AIM ::
List every line of the items below that contains the string "lectern", treating uppercase and lowercase as different.

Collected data

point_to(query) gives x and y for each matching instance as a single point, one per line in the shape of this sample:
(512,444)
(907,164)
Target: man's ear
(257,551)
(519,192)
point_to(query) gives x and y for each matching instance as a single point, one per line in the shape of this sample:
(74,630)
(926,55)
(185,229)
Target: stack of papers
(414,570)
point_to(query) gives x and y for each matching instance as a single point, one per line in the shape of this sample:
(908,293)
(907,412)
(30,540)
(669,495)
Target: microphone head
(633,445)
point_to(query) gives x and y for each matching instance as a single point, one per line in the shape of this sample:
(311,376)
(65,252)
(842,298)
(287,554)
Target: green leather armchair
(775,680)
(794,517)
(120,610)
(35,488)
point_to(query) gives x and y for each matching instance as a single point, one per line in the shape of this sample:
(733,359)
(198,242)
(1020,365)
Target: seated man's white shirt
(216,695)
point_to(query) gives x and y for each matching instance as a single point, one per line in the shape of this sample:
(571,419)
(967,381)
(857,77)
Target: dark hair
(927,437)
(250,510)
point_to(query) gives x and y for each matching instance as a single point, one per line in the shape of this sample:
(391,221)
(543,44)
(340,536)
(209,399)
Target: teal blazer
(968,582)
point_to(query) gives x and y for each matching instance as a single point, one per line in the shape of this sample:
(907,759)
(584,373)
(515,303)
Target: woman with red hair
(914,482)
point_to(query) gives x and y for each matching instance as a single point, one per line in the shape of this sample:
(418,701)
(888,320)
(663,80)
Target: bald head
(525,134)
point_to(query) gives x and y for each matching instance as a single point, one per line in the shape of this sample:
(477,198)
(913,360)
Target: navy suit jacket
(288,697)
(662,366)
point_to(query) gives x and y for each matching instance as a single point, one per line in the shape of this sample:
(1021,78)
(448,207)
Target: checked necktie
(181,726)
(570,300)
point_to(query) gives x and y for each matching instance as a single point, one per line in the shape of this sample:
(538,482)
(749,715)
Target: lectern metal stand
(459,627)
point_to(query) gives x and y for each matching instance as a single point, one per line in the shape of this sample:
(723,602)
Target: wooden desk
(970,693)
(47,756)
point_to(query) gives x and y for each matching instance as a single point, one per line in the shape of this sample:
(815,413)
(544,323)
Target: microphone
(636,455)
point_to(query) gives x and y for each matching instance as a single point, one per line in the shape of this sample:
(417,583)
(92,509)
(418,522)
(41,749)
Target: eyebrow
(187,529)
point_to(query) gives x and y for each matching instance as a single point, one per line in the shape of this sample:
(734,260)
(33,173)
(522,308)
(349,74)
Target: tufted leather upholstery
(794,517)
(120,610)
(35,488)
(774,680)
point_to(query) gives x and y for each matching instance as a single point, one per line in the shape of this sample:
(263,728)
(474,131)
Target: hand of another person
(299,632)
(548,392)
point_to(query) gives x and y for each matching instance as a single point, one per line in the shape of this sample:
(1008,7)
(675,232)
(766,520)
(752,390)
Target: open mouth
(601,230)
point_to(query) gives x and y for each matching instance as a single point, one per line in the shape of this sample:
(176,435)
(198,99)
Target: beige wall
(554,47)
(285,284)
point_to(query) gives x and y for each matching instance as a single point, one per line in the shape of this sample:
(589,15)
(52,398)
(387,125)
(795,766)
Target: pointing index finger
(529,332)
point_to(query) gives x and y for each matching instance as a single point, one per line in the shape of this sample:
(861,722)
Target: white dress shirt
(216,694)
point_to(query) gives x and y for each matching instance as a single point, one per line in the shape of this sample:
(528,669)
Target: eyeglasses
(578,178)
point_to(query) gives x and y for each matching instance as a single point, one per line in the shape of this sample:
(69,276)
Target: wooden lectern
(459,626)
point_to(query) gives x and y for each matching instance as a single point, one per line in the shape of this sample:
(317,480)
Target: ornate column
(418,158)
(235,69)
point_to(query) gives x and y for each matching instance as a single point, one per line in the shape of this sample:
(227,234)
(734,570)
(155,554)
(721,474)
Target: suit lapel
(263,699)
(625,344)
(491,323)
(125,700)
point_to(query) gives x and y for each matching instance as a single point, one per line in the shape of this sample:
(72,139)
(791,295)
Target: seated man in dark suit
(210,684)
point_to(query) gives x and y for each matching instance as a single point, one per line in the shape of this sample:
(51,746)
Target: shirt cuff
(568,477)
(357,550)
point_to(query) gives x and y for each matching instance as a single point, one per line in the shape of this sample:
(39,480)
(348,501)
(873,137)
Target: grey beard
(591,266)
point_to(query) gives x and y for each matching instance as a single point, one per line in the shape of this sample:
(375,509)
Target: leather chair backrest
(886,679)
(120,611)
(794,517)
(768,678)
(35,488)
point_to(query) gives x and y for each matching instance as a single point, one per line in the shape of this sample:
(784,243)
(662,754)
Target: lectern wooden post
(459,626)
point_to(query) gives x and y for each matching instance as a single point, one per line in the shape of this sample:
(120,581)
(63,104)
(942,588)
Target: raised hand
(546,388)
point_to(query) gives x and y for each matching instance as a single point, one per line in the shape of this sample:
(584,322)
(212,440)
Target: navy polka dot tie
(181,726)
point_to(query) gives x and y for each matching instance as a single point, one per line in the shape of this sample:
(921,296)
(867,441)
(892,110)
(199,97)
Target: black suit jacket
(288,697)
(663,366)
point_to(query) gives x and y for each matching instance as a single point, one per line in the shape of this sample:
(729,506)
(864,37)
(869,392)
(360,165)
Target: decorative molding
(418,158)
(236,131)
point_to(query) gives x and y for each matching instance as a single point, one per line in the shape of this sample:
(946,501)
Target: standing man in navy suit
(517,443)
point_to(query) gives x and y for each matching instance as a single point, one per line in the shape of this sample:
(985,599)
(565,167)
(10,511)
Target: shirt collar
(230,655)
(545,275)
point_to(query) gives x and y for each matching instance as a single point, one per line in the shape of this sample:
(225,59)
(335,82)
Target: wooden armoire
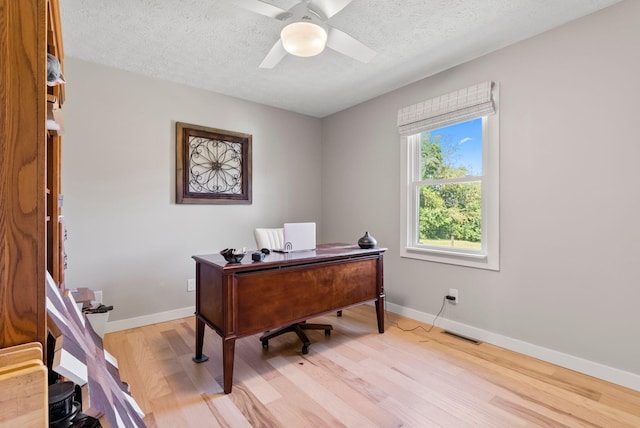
(31,231)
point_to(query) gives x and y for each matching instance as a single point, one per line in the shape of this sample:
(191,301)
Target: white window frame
(488,257)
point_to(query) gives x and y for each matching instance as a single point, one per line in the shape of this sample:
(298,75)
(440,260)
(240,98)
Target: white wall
(570,241)
(127,236)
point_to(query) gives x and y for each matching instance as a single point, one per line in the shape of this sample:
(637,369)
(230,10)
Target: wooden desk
(242,299)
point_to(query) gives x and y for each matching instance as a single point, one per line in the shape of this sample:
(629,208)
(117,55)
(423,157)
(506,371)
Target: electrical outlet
(97,296)
(453,292)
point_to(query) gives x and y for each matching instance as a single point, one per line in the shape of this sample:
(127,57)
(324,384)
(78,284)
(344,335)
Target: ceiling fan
(307,31)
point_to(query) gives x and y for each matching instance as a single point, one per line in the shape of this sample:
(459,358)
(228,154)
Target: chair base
(297,328)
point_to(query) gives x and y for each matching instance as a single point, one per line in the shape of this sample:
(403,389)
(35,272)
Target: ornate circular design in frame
(213,166)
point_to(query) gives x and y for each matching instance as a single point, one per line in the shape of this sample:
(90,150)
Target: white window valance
(459,106)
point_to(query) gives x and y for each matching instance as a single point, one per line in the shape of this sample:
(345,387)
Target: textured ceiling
(218,46)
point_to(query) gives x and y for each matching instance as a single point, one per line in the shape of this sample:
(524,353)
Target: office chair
(274,239)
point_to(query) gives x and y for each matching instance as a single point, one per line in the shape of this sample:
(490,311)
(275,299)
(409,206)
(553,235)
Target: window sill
(474,260)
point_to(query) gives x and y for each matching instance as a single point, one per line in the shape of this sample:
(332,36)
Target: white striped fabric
(459,106)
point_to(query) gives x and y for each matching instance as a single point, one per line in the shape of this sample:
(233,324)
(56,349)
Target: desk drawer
(270,299)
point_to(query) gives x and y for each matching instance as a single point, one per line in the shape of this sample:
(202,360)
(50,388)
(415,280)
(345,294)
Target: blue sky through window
(465,140)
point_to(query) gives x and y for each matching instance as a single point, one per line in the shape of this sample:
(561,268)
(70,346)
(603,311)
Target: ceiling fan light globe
(303,39)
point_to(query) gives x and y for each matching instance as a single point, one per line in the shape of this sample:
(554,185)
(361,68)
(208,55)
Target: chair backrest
(269,238)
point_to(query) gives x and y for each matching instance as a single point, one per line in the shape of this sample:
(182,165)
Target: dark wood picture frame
(213,166)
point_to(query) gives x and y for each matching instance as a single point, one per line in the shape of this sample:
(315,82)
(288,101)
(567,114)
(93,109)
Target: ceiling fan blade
(330,7)
(347,45)
(262,8)
(274,56)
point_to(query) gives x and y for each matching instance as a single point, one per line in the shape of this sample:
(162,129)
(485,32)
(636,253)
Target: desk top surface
(323,252)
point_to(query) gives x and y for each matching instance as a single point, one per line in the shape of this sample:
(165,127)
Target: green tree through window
(450,204)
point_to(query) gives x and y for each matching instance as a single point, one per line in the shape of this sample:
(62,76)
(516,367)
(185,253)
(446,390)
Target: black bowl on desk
(231,256)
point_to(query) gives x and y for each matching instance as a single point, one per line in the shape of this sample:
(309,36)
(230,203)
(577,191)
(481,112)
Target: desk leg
(200,357)
(228,351)
(380,313)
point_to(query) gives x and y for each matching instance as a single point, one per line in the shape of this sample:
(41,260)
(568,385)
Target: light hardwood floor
(359,378)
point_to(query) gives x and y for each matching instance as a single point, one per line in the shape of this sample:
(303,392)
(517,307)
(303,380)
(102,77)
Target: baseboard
(600,371)
(149,319)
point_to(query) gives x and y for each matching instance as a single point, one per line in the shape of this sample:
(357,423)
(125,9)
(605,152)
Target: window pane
(451,152)
(451,215)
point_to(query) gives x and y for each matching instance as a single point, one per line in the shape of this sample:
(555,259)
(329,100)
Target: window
(450,178)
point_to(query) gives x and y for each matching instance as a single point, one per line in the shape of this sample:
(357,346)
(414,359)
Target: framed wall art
(213,166)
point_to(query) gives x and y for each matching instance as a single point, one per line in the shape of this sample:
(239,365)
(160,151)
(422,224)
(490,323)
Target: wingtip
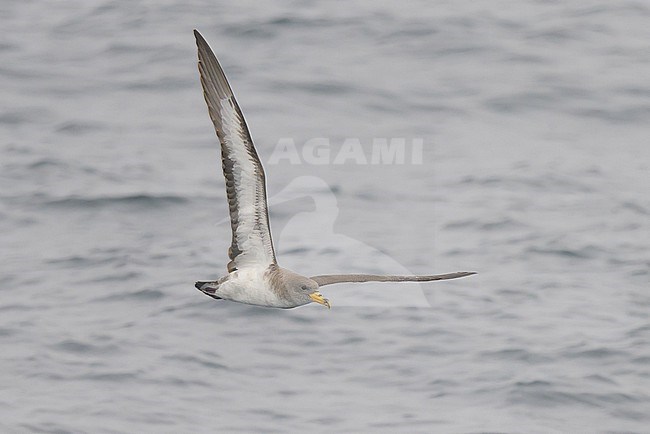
(199,37)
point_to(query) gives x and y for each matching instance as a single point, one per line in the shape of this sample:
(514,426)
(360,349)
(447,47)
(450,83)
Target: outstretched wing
(245,182)
(329,279)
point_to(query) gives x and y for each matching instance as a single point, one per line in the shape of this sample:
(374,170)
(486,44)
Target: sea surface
(534,124)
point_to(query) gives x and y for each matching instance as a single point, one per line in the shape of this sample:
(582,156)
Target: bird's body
(258,286)
(254,276)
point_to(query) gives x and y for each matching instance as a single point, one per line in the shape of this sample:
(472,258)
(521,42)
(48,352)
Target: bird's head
(306,290)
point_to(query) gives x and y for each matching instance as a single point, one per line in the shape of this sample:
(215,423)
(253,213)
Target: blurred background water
(535,118)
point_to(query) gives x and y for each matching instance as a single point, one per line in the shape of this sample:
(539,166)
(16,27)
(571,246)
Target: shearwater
(254,276)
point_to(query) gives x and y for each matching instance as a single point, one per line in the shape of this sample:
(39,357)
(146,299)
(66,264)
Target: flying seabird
(254,276)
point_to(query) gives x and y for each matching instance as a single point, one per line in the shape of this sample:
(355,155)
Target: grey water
(535,170)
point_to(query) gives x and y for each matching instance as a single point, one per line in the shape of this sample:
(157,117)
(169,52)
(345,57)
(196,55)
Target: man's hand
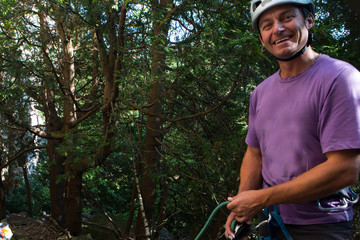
(234,235)
(246,205)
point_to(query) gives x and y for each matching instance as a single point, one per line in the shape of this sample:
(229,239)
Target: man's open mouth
(281,40)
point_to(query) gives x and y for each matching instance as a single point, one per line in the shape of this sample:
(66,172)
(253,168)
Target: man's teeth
(281,40)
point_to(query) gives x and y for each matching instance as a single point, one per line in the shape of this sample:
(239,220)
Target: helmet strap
(294,56)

REPLY TO THE TASK ::
Target: lectern metal stand
Target: wooden lectern
Target: lectern wooden post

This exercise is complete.